## DOCUMENT EXCERPT
┌──

Emely is an inspiring Senior from Bushwick who spoke at our Brilliant Minds Benefit last Thursday! She interns at Columbia University, plays volleyball, and wants to go into the medical field.
Q: What do you like most about Minds Matter?
Emely: There are three things. First, the mentors you’re paired with. These are amazing people that help you become a better writer, person, and eventually, candidate for college. Second are the opportunities: through Minds Matter, I’ve started interning at Columbia University doing biomedical research, and I had the opportunity to go abroad this summer. This kind of opportunity is not so common among people in my community; sometimes it just feels surreal. Third, it gives you a second family. You spend almost all your high school years working with your team of mentors and you create a strong bond with them.
Q: Where did you go for your Summer Program? What did you learn?
Emely: After my Sophomore year, I went to Philips Academy in Andover. It’s a five-week academic enrichment program held at a boarding school; you get to choose your own classes and play sports as well. I took chemistry and speech and debate. It was just amazing. The best part was being able to interact with people from every corner of the world. The girls I hung out with were from Brazil and Spain, but we were able to be friends and we still talk to this day.
Q: What would you tell a freshman who was interested in applying for Minds Matter?
Emely: Although it may sound like waking up on a Saturday to go to school is a lot of work, I believe that hard work pays off, and if you want to go somewhere and want to be somebody in life, then you have to work towards it. Right now, education is really important in our lives, and getting into college is really big – as our schools and parents are always reminding us. Getting into Minds Matter can open doors and help you become the person you ultimately want to be.

└──

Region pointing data
┌──

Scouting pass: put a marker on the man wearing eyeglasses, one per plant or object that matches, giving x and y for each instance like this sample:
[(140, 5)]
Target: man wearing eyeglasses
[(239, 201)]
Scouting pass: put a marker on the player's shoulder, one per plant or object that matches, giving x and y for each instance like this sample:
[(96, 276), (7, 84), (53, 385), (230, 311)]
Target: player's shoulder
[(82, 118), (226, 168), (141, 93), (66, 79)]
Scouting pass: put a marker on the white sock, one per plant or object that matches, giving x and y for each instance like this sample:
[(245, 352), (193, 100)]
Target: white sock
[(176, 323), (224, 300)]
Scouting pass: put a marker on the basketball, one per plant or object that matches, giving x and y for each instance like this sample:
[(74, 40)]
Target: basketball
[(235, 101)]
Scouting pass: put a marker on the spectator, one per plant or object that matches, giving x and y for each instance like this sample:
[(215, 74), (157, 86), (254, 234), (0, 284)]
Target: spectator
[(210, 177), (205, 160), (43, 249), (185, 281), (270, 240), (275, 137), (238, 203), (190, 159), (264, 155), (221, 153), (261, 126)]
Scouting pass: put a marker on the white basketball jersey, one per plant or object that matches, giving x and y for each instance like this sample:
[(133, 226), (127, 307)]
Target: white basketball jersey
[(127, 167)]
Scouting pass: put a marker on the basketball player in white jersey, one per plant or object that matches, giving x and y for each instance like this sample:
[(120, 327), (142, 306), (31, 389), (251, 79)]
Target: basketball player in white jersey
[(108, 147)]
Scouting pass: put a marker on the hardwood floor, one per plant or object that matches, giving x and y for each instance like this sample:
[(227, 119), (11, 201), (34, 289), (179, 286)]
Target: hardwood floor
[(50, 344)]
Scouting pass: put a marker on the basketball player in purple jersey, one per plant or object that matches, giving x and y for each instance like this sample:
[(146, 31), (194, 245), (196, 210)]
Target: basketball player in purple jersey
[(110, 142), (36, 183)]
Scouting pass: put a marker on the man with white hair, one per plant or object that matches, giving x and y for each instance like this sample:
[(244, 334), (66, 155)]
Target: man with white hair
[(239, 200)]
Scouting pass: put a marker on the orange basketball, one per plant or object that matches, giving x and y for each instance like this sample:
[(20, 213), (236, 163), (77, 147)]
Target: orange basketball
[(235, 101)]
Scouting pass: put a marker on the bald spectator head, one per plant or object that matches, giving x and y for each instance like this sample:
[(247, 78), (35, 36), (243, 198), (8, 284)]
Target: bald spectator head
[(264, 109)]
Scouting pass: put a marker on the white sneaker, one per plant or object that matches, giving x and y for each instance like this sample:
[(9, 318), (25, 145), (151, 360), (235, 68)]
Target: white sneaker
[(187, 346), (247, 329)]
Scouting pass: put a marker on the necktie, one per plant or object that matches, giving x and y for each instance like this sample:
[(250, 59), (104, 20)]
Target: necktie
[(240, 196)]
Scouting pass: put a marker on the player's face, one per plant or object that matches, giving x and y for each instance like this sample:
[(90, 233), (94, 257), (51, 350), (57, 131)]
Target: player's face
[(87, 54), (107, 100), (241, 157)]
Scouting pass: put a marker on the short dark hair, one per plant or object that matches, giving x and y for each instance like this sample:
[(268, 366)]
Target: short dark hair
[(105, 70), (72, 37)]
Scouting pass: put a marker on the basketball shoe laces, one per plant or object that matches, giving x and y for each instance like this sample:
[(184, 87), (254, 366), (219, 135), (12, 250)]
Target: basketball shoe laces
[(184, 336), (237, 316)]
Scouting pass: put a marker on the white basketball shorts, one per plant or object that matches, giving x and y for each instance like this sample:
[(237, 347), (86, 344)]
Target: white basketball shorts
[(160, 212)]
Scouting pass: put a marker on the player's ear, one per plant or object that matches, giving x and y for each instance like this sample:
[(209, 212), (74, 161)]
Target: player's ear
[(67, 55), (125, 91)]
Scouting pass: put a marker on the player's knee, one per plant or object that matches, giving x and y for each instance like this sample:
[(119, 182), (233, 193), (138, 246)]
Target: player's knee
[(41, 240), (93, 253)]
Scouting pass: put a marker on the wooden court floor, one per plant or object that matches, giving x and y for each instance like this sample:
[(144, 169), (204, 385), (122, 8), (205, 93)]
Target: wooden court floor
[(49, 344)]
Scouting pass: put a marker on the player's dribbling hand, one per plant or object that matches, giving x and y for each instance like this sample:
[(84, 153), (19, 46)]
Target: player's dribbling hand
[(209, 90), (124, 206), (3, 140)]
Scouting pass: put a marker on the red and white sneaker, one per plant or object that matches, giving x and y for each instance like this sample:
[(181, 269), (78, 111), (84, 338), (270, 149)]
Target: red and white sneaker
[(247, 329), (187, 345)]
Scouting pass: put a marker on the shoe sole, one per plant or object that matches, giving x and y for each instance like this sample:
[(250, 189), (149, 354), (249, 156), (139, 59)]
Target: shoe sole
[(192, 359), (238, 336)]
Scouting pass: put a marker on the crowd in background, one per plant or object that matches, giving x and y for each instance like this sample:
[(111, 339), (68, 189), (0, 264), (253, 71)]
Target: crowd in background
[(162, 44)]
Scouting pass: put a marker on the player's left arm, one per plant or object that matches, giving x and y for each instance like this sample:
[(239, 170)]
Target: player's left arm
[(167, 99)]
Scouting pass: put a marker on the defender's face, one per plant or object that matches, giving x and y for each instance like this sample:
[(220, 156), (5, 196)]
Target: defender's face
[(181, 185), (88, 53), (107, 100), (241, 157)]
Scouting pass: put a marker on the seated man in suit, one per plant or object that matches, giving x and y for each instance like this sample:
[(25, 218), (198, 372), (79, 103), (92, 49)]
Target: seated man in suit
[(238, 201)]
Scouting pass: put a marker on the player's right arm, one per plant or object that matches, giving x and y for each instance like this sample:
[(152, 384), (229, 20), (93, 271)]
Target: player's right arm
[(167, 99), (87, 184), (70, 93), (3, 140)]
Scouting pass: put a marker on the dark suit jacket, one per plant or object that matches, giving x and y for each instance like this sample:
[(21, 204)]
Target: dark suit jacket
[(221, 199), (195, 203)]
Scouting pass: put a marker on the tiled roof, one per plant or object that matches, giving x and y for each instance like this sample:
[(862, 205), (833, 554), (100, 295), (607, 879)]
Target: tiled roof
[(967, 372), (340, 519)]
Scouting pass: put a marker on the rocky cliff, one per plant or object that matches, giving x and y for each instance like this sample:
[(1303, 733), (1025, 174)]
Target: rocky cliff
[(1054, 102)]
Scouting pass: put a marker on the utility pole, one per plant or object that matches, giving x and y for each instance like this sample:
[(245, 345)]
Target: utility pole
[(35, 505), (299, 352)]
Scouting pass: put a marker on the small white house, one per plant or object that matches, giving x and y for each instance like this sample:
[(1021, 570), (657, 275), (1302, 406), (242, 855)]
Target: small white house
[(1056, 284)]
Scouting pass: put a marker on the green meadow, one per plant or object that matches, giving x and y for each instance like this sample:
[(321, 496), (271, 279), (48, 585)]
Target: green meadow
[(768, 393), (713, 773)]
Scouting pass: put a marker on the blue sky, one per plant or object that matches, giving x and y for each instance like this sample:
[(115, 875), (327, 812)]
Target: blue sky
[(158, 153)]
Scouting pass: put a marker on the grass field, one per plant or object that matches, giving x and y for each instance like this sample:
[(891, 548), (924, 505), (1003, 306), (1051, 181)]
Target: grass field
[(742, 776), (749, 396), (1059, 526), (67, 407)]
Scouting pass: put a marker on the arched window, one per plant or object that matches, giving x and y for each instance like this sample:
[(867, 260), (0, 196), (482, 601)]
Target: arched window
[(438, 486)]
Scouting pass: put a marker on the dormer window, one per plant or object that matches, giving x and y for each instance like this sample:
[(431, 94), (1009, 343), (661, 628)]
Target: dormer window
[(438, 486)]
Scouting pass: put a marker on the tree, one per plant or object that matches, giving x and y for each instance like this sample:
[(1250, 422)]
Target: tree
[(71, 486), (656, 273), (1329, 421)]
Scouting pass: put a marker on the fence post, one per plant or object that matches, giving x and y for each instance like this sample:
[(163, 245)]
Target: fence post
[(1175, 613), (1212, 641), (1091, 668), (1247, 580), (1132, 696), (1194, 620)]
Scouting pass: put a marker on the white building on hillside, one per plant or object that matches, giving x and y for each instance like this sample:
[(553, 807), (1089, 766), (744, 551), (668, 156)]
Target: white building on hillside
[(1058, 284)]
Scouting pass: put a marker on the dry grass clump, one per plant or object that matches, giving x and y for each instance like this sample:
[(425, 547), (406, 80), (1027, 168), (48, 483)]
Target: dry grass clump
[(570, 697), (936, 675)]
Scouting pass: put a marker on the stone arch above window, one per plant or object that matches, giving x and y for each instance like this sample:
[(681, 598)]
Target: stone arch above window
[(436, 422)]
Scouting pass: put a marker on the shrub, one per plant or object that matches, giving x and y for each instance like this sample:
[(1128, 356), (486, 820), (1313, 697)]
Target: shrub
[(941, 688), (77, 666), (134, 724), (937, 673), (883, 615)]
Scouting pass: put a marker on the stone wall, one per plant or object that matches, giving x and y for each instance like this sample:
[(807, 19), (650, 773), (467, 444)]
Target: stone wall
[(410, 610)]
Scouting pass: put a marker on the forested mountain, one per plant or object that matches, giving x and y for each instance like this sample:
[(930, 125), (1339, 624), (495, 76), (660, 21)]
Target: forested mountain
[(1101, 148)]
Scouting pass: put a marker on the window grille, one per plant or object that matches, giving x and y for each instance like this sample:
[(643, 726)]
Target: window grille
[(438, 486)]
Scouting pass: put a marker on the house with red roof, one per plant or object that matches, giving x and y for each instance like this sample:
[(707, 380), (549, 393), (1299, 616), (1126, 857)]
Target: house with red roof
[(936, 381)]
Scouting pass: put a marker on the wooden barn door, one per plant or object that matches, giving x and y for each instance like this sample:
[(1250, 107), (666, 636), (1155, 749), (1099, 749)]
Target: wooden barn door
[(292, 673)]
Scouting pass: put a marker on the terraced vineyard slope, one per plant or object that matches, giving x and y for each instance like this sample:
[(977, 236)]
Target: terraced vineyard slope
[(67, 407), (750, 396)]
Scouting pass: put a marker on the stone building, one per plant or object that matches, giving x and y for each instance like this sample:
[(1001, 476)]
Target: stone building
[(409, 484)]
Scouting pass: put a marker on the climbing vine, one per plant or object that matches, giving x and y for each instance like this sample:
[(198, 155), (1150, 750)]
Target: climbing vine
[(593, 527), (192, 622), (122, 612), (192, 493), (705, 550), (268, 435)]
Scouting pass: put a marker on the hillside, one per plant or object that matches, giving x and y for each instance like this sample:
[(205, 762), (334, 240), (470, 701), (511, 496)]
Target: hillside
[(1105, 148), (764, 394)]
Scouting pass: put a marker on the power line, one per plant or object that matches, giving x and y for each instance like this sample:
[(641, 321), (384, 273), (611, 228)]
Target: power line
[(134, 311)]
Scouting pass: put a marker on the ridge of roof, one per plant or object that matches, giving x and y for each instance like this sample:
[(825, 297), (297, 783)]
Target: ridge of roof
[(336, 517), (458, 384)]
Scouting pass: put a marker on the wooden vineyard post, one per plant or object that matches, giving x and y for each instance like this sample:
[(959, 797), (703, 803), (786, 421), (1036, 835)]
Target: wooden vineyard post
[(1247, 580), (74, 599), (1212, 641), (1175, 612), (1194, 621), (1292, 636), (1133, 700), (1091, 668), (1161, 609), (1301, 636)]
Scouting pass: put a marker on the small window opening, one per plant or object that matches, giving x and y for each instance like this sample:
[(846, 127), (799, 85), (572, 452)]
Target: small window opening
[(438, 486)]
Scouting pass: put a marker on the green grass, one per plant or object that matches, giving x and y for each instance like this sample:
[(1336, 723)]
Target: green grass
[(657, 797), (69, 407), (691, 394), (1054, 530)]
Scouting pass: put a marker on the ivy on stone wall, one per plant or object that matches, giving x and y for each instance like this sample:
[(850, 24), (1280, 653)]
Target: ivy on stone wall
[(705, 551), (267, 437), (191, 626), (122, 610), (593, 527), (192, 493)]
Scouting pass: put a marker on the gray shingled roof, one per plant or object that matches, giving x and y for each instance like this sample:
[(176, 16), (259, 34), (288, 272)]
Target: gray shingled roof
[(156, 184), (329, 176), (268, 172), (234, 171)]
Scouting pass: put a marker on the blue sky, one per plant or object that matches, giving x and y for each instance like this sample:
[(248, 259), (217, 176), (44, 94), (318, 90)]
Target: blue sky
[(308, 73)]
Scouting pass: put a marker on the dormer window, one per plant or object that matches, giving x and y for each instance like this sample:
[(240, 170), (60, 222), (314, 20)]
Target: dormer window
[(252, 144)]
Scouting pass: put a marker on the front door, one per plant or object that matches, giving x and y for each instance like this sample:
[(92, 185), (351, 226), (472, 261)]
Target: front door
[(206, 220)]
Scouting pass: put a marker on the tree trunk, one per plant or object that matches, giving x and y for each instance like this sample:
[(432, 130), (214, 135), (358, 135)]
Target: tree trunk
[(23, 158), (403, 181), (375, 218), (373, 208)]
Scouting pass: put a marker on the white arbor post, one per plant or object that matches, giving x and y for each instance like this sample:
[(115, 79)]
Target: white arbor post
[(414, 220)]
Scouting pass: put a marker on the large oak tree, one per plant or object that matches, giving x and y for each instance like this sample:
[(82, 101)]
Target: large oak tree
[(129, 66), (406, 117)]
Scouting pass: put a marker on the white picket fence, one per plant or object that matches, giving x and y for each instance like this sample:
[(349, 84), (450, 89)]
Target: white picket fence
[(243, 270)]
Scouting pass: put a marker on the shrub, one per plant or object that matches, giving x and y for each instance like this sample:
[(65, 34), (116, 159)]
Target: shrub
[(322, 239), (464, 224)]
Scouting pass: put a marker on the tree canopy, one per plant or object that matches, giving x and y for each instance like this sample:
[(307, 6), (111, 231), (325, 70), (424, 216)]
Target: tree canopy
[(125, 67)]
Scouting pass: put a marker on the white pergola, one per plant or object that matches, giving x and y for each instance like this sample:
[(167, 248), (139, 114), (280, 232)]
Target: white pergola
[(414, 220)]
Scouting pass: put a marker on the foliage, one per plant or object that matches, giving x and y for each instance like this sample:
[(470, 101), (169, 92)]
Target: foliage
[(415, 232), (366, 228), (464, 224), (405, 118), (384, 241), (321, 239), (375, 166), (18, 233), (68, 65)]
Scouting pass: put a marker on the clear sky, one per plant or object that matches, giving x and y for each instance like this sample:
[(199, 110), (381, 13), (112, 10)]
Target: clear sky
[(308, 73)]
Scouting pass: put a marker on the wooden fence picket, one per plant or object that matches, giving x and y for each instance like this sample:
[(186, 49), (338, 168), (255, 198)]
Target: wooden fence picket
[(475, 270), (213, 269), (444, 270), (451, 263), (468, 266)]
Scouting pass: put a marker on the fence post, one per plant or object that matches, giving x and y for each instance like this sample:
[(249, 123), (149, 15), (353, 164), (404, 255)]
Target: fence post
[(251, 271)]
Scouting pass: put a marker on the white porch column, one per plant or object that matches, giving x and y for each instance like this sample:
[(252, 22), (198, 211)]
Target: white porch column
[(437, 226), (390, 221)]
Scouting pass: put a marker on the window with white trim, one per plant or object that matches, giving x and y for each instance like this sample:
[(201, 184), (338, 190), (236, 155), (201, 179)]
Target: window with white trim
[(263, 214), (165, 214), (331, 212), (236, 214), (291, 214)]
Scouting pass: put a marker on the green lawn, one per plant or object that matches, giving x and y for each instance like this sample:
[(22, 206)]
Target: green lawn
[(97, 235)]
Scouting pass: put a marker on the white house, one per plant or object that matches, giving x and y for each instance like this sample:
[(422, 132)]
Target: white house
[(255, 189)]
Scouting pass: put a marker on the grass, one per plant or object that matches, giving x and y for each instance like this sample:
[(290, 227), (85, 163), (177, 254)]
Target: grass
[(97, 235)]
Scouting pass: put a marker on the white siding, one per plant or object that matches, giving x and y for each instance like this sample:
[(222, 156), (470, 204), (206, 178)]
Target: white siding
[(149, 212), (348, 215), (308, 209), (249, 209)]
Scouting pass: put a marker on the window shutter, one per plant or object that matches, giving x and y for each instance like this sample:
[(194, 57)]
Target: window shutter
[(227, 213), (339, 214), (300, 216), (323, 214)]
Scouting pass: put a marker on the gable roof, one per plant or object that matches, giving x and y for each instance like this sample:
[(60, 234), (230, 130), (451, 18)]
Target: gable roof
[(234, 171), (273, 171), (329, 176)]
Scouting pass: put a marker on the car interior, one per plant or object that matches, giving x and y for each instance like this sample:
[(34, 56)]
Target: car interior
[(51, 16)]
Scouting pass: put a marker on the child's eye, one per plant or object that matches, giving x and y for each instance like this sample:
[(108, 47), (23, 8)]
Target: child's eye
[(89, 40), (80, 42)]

└──

## PROBLEMS TO WORK ON
(a) For each statement about the interview with Emely, answer yes or no and quote the words of the interview that decide it: (i) At her summer program, Emely took chemistry and speech and debate. (ii) The summer program at Philips Academy lasted eight weeks. (iii) The girls Emely spent time with at the program came from Brazil and Spain.
(b) Reproduce word for word the stretch of the interview with Emely from "Emely is an" through "the medical field.".
These entries have no connection to the interview with Emely.

## TASK SOLUTIONS
(a)
(i) Yes: "I took chemistry and speech and debate."
(ii) No: "It’s a five-week academic enrichment program held at a boarding school"
(iii) Yes: "The girls I hung out with were from Brazil and Spain"

(b)
Emely is an inspiring Senior from Bushwick who spoke at our Brilliant Minds Benefit last Thursday! She interns at Columbia University, plays volleyball, and wants to go into the medical field.